### Stored dataset items
++++++++

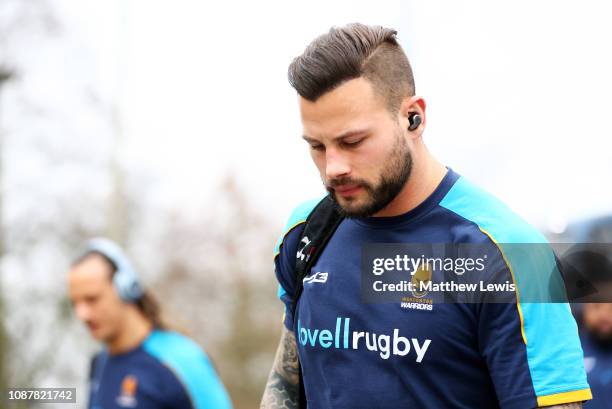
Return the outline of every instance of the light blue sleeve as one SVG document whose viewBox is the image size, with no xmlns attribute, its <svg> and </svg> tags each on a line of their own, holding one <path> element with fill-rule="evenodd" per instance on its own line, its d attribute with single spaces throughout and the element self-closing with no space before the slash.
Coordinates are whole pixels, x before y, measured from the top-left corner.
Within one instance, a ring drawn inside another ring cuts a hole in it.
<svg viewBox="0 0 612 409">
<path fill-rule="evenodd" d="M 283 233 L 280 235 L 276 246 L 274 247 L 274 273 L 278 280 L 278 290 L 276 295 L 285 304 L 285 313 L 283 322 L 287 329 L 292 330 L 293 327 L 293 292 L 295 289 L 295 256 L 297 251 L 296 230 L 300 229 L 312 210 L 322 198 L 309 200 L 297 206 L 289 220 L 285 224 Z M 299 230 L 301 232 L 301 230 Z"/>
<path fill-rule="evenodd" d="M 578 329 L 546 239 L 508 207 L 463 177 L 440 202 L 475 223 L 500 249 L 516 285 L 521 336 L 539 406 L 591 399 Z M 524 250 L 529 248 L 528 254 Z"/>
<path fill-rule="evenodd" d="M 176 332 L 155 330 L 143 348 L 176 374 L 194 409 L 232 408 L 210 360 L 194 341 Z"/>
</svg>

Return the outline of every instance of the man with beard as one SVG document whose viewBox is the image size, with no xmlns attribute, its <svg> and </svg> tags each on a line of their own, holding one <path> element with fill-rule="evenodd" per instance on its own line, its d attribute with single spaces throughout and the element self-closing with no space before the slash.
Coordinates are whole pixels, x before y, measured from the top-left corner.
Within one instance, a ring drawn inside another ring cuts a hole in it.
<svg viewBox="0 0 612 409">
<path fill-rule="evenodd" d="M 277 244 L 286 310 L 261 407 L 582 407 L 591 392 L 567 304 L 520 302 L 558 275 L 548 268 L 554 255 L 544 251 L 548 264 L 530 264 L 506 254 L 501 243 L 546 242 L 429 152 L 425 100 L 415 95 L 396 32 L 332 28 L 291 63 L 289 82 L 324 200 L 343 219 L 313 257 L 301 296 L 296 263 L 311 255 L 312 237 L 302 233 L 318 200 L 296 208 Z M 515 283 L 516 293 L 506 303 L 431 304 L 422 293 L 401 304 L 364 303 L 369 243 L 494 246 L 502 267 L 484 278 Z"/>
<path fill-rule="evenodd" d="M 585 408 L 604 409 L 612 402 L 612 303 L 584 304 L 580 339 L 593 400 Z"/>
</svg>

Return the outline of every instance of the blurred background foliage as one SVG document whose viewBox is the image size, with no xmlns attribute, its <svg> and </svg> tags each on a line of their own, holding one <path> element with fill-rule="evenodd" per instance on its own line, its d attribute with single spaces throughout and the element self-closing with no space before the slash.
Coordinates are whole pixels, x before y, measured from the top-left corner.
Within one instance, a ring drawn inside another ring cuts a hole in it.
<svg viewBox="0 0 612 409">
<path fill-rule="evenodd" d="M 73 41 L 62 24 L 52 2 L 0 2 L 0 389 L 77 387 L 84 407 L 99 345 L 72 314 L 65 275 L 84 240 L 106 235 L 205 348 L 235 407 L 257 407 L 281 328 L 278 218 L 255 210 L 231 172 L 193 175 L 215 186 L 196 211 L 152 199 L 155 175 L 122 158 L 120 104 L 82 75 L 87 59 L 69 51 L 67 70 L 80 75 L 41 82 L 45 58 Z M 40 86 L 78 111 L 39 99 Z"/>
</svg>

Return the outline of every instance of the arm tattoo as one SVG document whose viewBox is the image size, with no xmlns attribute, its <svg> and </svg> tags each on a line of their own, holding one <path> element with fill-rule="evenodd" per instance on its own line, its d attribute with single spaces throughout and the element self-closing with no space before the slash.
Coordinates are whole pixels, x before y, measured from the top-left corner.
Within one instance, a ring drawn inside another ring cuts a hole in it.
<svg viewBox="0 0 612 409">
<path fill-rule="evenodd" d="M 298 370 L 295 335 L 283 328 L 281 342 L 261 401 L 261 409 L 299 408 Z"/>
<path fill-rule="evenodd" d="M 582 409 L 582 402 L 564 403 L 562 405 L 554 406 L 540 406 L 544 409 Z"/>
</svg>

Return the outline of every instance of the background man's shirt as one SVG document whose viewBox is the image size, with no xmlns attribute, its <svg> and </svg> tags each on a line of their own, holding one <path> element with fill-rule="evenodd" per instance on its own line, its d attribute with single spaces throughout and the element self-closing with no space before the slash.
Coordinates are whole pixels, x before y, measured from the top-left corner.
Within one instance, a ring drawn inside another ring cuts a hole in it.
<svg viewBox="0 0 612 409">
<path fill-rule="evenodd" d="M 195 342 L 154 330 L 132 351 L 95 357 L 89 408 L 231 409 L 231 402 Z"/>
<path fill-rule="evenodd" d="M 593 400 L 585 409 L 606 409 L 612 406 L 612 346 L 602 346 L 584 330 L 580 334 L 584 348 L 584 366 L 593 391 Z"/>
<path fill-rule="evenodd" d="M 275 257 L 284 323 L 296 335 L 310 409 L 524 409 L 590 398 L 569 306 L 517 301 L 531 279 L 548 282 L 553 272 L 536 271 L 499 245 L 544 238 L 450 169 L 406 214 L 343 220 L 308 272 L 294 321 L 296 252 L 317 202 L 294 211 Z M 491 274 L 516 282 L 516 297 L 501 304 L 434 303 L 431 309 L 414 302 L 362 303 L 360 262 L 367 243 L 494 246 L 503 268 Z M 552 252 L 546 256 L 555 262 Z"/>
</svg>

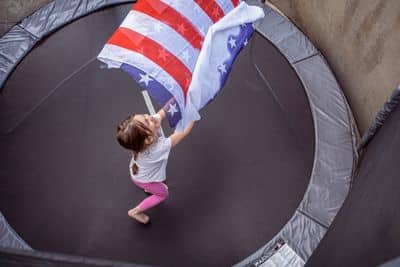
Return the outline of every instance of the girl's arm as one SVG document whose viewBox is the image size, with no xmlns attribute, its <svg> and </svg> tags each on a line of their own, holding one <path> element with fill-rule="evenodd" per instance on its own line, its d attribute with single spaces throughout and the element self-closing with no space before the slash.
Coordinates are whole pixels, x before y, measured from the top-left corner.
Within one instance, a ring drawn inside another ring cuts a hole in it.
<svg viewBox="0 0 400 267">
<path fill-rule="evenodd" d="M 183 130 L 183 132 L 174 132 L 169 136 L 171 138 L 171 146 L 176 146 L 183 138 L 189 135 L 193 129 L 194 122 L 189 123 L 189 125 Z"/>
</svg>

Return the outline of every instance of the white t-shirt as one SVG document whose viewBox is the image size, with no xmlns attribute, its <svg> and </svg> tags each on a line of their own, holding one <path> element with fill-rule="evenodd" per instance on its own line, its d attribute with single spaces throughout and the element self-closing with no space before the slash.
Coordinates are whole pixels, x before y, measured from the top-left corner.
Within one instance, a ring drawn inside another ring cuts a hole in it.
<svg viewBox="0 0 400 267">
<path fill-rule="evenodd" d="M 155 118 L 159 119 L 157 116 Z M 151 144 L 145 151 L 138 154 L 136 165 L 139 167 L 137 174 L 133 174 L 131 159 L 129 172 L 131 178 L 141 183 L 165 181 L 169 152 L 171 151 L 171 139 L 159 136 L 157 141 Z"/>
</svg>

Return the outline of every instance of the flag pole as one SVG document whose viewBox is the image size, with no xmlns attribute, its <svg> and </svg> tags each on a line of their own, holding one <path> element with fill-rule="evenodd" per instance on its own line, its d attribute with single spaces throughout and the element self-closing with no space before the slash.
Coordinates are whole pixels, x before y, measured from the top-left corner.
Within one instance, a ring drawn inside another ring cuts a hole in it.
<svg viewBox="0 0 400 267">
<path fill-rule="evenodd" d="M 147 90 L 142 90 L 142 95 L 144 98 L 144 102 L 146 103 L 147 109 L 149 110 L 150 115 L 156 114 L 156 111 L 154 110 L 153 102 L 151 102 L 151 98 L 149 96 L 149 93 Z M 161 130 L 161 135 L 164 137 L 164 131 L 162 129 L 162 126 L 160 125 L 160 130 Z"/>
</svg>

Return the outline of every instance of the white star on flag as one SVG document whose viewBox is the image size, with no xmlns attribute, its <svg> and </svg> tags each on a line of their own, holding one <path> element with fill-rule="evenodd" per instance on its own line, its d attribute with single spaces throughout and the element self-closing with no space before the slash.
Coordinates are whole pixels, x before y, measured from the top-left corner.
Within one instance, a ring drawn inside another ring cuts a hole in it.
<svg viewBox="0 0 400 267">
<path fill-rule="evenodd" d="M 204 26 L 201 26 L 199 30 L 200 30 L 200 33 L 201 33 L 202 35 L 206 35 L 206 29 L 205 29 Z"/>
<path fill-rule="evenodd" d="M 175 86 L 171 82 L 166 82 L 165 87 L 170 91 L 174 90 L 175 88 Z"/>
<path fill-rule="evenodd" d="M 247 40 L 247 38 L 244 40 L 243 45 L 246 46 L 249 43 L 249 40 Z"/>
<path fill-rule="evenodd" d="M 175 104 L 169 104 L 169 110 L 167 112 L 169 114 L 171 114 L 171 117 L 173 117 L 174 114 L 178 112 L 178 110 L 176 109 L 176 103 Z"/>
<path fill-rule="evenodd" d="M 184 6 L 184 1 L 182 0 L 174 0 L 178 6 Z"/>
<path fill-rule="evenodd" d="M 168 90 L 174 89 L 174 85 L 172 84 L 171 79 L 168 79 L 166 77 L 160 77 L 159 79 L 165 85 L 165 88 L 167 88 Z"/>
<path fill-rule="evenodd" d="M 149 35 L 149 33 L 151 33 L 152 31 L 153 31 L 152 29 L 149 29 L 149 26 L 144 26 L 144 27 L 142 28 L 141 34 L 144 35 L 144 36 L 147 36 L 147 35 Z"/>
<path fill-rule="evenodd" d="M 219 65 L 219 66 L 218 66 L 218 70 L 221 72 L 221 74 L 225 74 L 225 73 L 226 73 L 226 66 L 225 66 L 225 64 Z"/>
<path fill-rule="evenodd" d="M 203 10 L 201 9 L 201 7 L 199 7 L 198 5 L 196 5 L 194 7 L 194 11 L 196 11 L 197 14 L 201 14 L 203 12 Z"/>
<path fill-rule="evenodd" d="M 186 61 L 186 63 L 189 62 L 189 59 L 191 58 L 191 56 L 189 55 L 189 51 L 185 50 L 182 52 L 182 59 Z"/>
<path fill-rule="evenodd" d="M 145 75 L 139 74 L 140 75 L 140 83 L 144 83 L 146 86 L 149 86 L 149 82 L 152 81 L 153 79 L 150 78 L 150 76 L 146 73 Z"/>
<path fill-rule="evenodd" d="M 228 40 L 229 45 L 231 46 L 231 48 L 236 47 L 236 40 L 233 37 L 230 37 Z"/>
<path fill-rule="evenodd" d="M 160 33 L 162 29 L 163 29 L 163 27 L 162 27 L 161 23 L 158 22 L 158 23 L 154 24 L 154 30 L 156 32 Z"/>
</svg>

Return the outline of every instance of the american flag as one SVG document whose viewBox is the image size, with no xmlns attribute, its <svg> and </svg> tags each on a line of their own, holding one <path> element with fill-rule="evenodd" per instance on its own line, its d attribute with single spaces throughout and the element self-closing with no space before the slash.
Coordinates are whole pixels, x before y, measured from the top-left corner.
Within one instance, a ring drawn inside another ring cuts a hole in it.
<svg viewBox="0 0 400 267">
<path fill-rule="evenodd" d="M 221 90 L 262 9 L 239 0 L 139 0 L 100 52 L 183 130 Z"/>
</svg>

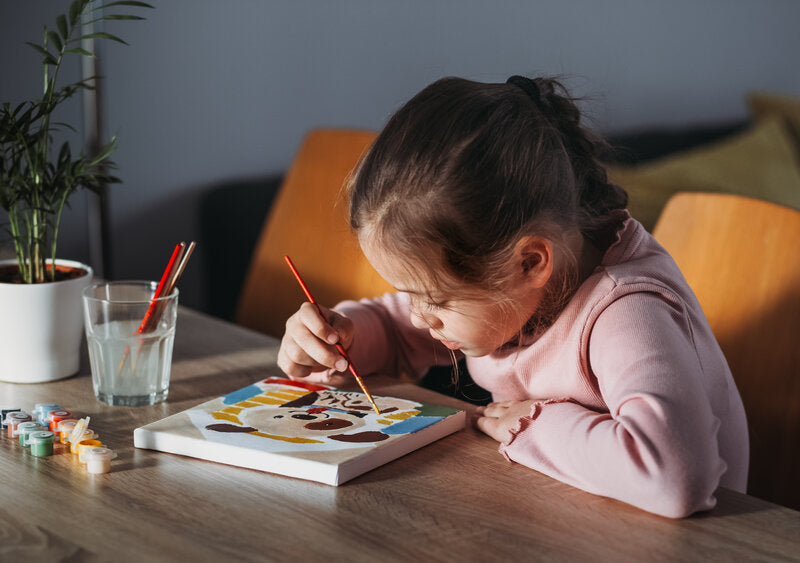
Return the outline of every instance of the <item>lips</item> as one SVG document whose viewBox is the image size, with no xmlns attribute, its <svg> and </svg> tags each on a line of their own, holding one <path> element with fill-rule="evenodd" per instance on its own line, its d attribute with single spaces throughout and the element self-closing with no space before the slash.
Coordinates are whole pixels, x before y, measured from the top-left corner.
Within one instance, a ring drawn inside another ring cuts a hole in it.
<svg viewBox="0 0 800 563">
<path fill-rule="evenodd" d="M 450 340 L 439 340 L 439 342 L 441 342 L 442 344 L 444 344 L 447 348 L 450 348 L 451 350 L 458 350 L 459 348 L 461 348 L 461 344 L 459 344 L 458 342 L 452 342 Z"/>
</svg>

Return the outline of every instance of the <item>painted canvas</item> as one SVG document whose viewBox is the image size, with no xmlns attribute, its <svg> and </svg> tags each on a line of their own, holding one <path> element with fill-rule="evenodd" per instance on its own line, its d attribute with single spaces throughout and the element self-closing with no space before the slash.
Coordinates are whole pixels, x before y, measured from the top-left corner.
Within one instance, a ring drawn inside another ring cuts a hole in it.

++++++++

### Brief
Check each line of the records for the word "shirt", and show the lines that contain it.

### Answer section
Return the outline of every instance of the background man's shirt as one SVG document whose viewBox is the image size, with no xmlns attribute, its <svg> and </svg> tags each on a line of their own, holding one <path> element with fill-rule="evenodd" per instance on its own line, its d attribute with single spaces throughout and the element self-closing with no space before the slash.
Return the outline of every instance of the white t-shirt as one SVG document whose viewBox is the image size, with no xmlns attribute, its <svg> and </svg> tags each on a line of their own, holding one <path> element with fill-rule="evenodd" per instance on its own line, its d attribute with single spaces throughout and the element self-closing with no space before the slash.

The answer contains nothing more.